* Work item *
Your response should contain exactly the lines running from the one with "Pick out a point" to the end of the data below, both included, and no pictures.
** Opening The records block **
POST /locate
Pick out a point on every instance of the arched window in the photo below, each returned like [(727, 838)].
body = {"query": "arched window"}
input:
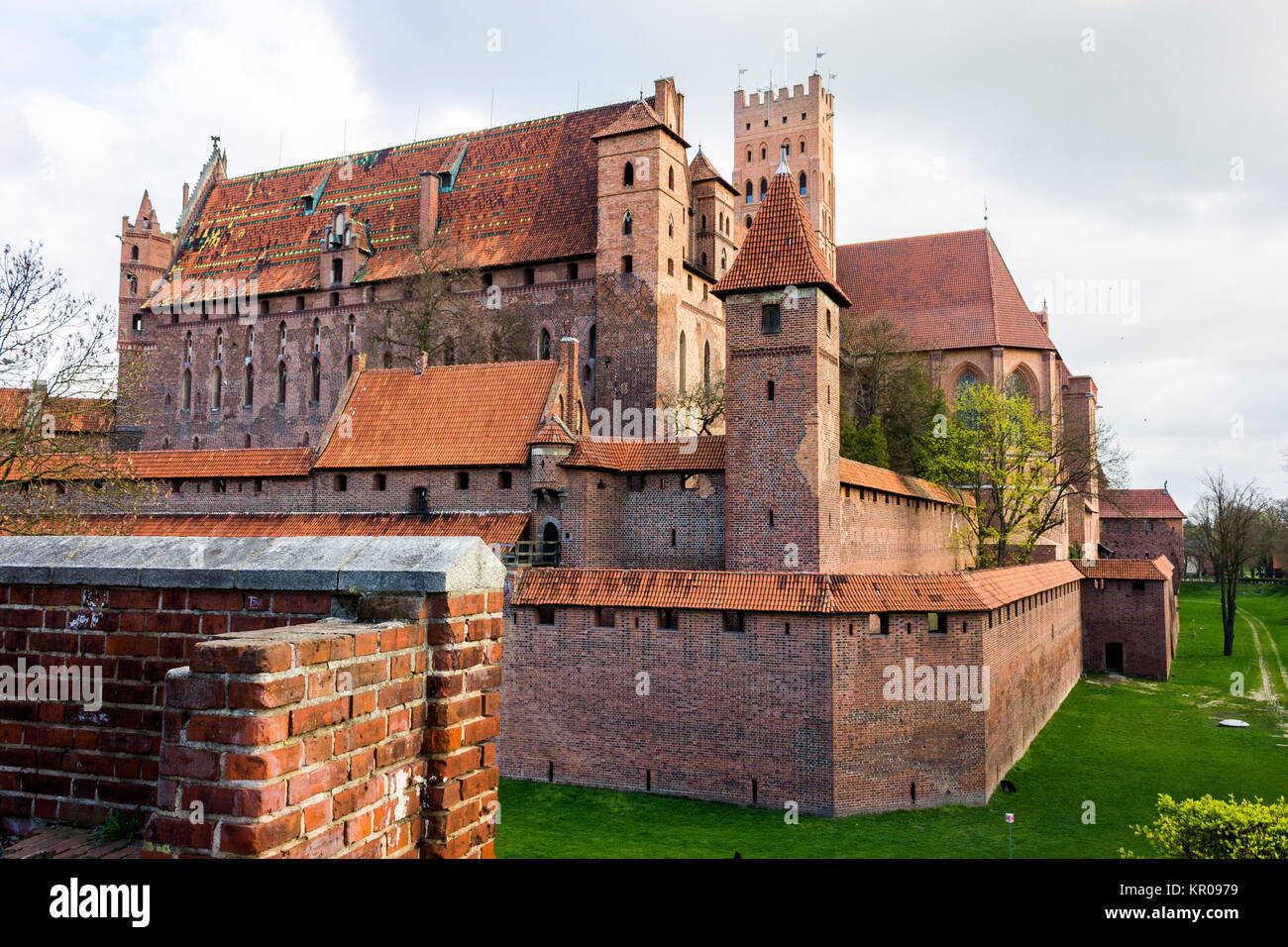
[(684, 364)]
** Closing The records block **
* Solution *
Pick out a point on every instance of the arched window in the photo below, each returned like [(727, 838)].
body = {"query": "arched window"}
input:
[(684, 364)]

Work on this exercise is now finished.